Testo fornito -
- - -
La battaglia che in queste settimane stanno combattendo in Lombardia mi fa pensare a quello che devono aver vissuto, circa millecinquecento anni fa, gli abitanti di quei territori, quando viderono arrivare da est non un virus, ma gli invasori Longobardi (“uomini dalla lunga barba”).
Questi, entrati dal Friuli, poco a poco riuscirono a conquistare quasi tutto il nord Italia – Milano prima, Pavia dopo, che diventò anche la capitale del Regno Longobardo – e certo non andarono troppo per il sottile, soprattutto all’inizio.
Poi le cose si calmarono, non è che prima gli abitanti di quei territori stessero così bene, in fondo nuovi padroni si stavano semplicemente sostituendo a quelli precedenti, e se uno era poveraccio prima, poveraccio restava anche dopo.
Il primo re fu Alboino, personaggio quasi leggendario, che dopo aver sconfitto in precedenza un altro popolo, i Gepidi, e ucciso il loro re, Cunimondo, prese per moglie la figlia di quest’ultimo, Rosmunda, come talvolta si usava fare.
- - -
Cosa fare -
1) Rispondi alle domande sul testo sui Longobardi:
(a) Da quale regione entrarono i Longobardi?
(b) Quale città diventò la capitale del Regno Longobardo?
(c) Chi era il padre di Rosmunda?
2) Prosegui il testo sui Longobardi dall'ultima frase in poi.
- - -
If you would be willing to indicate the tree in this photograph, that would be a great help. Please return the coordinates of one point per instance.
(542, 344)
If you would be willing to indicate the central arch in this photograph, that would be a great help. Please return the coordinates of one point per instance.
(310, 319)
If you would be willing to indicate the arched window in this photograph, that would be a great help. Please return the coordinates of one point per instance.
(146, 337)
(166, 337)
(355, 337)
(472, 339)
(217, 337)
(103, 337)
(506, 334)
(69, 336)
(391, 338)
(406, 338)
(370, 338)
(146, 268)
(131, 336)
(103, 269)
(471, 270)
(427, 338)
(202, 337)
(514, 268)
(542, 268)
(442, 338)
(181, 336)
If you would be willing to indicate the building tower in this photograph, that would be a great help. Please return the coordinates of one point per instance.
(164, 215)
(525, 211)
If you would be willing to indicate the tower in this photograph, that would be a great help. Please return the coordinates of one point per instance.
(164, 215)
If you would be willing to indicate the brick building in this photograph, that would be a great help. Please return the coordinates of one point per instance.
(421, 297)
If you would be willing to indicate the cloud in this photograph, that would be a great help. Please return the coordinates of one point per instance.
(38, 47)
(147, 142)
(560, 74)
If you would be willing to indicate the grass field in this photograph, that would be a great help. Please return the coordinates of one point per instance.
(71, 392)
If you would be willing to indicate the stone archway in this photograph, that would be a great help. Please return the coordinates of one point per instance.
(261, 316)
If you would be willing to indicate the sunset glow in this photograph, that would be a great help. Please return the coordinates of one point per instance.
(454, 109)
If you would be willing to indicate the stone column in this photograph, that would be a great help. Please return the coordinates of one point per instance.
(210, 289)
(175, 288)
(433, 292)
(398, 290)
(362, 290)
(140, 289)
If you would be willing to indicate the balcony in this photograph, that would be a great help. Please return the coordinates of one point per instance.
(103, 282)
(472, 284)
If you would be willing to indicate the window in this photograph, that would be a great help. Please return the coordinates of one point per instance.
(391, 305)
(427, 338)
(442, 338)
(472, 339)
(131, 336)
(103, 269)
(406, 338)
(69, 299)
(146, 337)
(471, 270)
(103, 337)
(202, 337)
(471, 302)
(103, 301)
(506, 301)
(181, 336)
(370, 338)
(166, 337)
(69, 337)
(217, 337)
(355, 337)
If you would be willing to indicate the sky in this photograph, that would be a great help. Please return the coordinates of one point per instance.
- - -
Risposte ai compiti -
1)
(a) Dal Friuli.
(b) Pavia.
(c) Cunimondo, re dei Gepidi.

2)
Pare che una sera, forse ubriaco, ebbe la gentiliezza, per così dire, di offire del vino alla moglie, servito dentro al teschio del padre di lei, cosa che in genere se si vuole mantenere pace in famiglia non si fa.
Lei bevve senza fiatare, ma se la legò al dito, e qualche tempo dopo lo fece uccidere da un complice.
L’aveva presa male, non c’è dubbio.
I Longobardi non andarono più via dall’Italia, e lentamente si mischiarono alla popolazione, per cui possiamo dire che siamo tutti un po’ Longobardi.
A quei territori lasciarono il nome, Lombardia, e a noi tutti molte parole di uso quotidiano, come ad esempio palco, panca, scaffale, stamberga, stucco guancia, schiena, scherzo, schiuma, trappola e altre ancora.
Nell’immagine, “L’assassinio di Alboino, re dei Longobardi”, 1856, Charles Landseer.